## Your goal
The records below should be copied in full, exactly as shown.

________________________________________

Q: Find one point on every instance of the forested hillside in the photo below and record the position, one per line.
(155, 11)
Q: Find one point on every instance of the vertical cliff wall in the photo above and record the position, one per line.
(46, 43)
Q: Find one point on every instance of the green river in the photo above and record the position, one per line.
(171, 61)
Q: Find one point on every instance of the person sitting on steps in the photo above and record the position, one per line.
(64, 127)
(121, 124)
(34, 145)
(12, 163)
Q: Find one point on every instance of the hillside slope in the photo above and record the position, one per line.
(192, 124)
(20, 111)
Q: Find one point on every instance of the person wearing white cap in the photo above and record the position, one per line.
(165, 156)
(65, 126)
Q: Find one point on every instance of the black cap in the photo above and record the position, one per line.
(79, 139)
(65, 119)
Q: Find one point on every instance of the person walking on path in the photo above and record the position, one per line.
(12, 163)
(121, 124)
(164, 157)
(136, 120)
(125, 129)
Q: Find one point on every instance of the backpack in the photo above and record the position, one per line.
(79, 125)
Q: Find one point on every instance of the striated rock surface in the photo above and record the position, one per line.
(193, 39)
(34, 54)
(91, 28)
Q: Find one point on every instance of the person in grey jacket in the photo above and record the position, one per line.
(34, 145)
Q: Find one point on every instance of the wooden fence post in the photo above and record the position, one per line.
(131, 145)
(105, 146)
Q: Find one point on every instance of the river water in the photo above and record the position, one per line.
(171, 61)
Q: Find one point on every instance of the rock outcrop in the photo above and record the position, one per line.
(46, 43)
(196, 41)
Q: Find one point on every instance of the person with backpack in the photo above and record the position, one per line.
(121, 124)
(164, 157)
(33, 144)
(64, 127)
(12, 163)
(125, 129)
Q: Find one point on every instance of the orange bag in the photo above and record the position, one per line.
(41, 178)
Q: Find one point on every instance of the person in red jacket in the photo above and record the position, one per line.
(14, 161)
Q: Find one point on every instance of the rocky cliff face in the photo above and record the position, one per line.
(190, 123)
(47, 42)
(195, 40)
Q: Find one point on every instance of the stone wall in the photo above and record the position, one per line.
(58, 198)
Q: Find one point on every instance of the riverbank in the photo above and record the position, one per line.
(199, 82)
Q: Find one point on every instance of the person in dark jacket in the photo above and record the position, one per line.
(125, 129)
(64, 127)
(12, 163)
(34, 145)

________________________________________

## Solution to this task
Q: Find one point on every instance of the forested hillside in the photo below and record the position, one per line.
(155, 11)
Q: Find one point on every instance of the vertical cliff wall in the photo above and record the position, one per line.
(46, 43)
Q: Find one point on every instance of the green river in the photo above and record the position, one per line.
(171, 61)
Q: Find one point on every instance of the person sitting on steps in the photo above and record the position, one per line.
(64, 127)
(121, 124)
(34, 145)
(12, 163)
Q: Find one point on every instance of the hillside slope in the photo above and record the position, one per line.
(192, 124)
(20, 111)
Q: Find one point on every instance of the person wearing white cap in the photo above and record the position, one per line.
(165, 156)
(65, 126)
Q: Find one point on every instance of the black cap in the photo above and record the position, one per line.
(79, 139)
(65, 119)
Q: Find one point on every instance of the person walking on path in the photo above and record the position, one per line.
(12, 163)
(121, 124)
(164, 157)
(136, 120)
(125, 129)
Q: Find one point on every instance of the backpack in the photo above and record the position, one per line.
(79, 125)
Q: Find one point on every instance of the striated rock surface in the photo above and record the position, one per line.
(193, 39)
(34, 54)
(91, 28)
Q: Find one point on every instance of the person in grey jacket in the photo above and record the position, one per line.
(34, 145)
Q: Find one point on every instance of the wooden fence post in the photo above and record the position, one per line.
(131, 145)
(105, 146)
Q: Find one point on every instance of the river water in the photo above and record the position, one per line.
(171, 61)
Q: Find one point on every instance of the rock outcrop in the photo above and record the position, one per line.
(46, 43)
(196, 41)
Q: Find one point on every instance of the person with backpack in the photo above and record the position, one per line.
(121, 124)
(164, 157)
(33, 144)
(64, 127)
(12, 163)
(125, 129)
Q: Find one point on every instance of the orange bag in the photo above and record the position, one per line.
(41, 178)
Q: Find one point on every instance of the person in red jacket in the photo above and record the position, one per line.
(14, 161)
Q: Find one point on every instance of the rocky cliff face in the photo above and record the position, one per line.
(190, 123)
(47, 42)
(195, 40)
Q: Find one point on every instance of the stone wall in the photo above and record the position, one per line.
(58, 198)
Q: Find one point on every instance of the riverbank in the photo above and record the position, one per line.
(199, 82)
Q: Find one point on every instance of the person in dark jacket in the photo above and record the position, one per line.
(125, 129)
(64, 127)
(12, 163)
(34, 145)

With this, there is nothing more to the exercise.